Set down exactly the lines running from the line with "trace window, every instance" to the end of the listing below, both ends included.

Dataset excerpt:
***

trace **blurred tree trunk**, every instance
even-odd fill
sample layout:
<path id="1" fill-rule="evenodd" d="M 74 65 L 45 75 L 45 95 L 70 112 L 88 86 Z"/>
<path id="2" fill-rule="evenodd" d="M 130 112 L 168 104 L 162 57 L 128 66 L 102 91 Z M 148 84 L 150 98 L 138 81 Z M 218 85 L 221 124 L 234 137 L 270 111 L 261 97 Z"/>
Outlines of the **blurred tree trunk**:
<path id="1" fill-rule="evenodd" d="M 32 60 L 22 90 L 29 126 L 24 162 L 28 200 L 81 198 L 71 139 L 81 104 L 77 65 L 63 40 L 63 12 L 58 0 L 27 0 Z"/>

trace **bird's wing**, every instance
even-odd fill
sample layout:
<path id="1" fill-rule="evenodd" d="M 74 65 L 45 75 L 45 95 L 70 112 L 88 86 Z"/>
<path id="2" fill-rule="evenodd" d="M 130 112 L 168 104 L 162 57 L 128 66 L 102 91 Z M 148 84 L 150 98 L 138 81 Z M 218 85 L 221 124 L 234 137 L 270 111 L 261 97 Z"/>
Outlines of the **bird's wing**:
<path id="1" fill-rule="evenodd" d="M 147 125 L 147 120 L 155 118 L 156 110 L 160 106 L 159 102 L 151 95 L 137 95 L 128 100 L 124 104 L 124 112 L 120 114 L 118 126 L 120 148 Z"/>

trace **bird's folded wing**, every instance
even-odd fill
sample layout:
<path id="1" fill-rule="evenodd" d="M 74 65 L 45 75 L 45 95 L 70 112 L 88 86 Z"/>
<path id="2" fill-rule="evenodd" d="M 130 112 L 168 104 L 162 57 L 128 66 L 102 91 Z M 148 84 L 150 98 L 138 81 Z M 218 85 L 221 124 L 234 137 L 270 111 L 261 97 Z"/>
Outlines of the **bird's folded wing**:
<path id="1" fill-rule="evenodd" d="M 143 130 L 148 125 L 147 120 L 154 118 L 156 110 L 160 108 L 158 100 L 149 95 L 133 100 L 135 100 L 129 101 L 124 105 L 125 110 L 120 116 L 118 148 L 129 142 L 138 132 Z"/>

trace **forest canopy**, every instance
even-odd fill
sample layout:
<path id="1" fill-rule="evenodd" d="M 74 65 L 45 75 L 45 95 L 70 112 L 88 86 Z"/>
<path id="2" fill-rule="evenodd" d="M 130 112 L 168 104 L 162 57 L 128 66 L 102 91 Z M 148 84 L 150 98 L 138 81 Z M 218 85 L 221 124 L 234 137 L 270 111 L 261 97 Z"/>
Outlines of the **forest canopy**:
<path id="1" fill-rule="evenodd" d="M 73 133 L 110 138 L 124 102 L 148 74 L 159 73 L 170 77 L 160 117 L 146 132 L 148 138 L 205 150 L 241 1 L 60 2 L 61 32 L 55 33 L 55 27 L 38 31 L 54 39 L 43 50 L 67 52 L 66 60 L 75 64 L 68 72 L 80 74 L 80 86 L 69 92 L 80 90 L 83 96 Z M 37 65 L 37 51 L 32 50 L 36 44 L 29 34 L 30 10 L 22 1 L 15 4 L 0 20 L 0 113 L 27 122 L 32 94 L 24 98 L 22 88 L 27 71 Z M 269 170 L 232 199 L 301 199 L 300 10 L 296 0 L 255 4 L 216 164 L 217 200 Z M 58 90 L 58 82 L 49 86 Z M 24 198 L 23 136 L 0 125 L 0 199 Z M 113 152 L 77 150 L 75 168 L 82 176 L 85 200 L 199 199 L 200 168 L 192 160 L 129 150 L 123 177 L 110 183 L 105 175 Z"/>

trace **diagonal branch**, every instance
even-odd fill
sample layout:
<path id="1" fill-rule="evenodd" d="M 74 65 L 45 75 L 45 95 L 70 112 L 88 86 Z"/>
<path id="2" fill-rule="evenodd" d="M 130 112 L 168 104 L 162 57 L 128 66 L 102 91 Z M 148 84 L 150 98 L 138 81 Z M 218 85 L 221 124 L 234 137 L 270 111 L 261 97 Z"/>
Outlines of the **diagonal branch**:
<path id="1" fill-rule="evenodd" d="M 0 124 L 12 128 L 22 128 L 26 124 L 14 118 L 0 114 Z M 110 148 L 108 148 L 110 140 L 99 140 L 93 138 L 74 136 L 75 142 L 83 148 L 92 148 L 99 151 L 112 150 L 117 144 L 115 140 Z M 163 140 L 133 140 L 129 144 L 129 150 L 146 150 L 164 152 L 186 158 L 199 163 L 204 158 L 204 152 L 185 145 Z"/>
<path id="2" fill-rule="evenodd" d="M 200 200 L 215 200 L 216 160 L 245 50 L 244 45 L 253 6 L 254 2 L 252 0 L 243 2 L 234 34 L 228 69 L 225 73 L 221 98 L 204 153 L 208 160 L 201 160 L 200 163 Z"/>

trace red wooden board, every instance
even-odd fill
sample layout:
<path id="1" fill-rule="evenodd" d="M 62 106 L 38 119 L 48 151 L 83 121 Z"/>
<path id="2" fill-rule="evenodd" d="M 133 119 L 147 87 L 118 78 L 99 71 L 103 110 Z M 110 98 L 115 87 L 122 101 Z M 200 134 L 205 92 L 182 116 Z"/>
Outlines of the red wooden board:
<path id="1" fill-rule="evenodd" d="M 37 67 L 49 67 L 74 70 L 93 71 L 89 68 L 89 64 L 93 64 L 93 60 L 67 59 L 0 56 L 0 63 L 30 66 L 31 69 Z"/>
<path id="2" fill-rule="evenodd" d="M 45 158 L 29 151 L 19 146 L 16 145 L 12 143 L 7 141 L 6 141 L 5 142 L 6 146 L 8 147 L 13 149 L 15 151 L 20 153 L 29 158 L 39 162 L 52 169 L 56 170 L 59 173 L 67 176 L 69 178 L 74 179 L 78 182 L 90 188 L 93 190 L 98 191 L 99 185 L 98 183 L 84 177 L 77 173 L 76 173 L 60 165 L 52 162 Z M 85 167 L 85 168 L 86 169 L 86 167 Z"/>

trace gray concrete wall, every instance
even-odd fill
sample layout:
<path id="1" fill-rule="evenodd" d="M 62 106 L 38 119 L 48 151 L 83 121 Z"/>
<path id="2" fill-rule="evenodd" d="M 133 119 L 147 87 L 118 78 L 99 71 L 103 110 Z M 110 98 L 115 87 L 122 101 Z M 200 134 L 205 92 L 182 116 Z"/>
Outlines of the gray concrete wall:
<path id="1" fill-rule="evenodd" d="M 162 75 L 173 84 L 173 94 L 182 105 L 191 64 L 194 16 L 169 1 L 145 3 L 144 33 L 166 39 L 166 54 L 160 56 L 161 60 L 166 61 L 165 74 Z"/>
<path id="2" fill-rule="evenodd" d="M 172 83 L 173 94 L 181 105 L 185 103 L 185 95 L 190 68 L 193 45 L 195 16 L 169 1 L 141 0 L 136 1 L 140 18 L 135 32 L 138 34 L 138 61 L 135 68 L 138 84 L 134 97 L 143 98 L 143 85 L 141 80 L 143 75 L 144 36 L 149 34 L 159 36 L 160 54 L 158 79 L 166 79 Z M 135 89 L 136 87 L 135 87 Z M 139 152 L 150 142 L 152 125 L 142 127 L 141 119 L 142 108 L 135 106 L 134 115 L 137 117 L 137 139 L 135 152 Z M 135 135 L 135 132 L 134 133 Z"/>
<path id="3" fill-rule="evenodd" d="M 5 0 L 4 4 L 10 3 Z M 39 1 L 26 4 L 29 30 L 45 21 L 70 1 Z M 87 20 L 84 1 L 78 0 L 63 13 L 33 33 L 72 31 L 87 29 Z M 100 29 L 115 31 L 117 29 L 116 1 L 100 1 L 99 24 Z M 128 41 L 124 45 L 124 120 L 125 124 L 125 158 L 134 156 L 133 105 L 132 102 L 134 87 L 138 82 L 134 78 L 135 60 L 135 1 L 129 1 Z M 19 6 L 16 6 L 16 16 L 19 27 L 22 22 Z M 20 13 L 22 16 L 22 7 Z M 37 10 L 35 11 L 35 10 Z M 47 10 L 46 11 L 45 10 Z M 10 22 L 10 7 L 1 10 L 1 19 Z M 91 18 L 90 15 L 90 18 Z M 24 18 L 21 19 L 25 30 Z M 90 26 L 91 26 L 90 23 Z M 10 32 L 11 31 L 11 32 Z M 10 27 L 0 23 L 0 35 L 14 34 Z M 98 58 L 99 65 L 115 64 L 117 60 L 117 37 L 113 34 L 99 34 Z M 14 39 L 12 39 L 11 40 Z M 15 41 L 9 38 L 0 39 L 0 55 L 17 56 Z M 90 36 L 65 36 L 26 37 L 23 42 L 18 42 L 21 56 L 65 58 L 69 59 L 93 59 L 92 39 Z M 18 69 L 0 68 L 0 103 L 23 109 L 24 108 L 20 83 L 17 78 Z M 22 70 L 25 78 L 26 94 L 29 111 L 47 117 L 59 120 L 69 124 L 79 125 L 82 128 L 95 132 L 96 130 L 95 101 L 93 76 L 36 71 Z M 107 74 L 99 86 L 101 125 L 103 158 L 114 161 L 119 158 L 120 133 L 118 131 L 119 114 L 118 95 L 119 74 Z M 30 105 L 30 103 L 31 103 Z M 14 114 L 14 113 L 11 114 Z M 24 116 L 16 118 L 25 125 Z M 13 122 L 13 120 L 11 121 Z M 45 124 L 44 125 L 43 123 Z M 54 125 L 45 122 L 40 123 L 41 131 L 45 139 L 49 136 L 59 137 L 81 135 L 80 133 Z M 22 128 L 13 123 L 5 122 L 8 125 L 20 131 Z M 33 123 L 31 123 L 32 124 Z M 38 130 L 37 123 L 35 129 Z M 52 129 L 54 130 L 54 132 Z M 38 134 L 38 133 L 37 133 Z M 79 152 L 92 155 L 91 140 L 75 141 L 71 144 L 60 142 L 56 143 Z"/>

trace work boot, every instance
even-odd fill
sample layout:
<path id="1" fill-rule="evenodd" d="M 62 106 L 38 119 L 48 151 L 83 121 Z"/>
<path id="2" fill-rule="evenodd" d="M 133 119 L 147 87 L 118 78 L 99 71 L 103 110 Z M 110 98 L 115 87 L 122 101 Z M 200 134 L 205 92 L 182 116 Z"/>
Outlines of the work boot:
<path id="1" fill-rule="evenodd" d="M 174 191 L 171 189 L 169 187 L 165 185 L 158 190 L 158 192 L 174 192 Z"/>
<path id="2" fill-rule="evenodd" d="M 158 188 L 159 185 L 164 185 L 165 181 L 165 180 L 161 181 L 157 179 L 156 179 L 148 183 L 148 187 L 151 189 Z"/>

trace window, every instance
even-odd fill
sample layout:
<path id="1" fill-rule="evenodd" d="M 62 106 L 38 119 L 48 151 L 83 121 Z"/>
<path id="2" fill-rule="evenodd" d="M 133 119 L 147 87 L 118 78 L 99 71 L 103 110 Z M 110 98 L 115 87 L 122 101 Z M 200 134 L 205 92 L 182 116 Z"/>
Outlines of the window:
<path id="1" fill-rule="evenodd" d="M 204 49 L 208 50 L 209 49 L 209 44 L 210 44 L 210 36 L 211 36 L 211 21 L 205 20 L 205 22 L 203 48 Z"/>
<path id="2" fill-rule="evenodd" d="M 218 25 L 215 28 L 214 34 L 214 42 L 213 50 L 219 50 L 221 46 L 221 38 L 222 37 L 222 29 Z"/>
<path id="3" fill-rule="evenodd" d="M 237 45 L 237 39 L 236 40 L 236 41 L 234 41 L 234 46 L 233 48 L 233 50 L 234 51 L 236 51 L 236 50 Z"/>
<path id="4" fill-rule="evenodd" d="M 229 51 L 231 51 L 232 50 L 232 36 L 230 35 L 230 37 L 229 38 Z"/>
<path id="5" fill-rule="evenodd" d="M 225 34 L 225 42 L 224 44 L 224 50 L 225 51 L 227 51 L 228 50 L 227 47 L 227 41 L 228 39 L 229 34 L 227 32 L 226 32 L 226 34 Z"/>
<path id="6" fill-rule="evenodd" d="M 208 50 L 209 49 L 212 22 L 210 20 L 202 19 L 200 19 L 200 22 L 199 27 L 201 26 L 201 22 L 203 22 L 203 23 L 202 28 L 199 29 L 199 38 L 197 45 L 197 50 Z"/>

***

# PROBLEM SOLUTION
trace window, every instance
even-odd fill
sample layout:
<path id="1" fill-rule="evenodd" d="M 62 106 L 38 119 L 48 151 L 83 121 Z"/>
<path id="2" fill-rule="evenodd" d="M 133 119 L 147 87 L 118 78 L 99 71 L 103 110 Z M 110 98 L 115 87 L 122 101 Z M 200 134 L 205 92 L 182 116 Z"/>
Outlines of the window:
<path id="1" fill-rule="evenodd" d="M 204 49 L 208 50 L 209 49 L 209 44 L 210 44 L 210 36 L 211 36 L 211 21 L 205 20 L 205 22 L 203 48 Z"/>
<path id="2" fill-rule="evenodd" d="M 218 25 L 215 28 L 214 34 L 214 42 L 213 50 L 219 50 L 221 46 L 221 38 L 222 37 L 222 29 Z"/>
<path id="3" fill-rule="evenodd" d="M 237 45 L 237 39 L 236 40 L 236 41 L 234 41 L 234 46 L 233 48 L 233 50 L 234 51 L 236 51 L 236 50 Z"/>
<path id="4" fill-rule="evenodd" d="M 229 51 L 231 51 L 232 50 L 232 36 L 230 35 L 230 37 L 229 38 Z"/>
<path id="5" fill-rule="evenodd" d="M 225 34 L 225 42 L 224 44 L 224 50 L 225 51 L 227 51 L 228 50 L 227 47 L 227 41 L 228 39 L 229 34 L 227 32 L 226 32 L 226 34 Z"/>
<path id="6" fill-rule="evenodd" d="M 208 50 L 209 49 L 212 22 L 210 20 L 202 19 L 200 19 L 200 22 L 199 27 L 201 26 L 201 22 L 203 22 L 203 23 L 202 28 L 199 29 L 199 38 L 197 45 L 197 50 Z"/>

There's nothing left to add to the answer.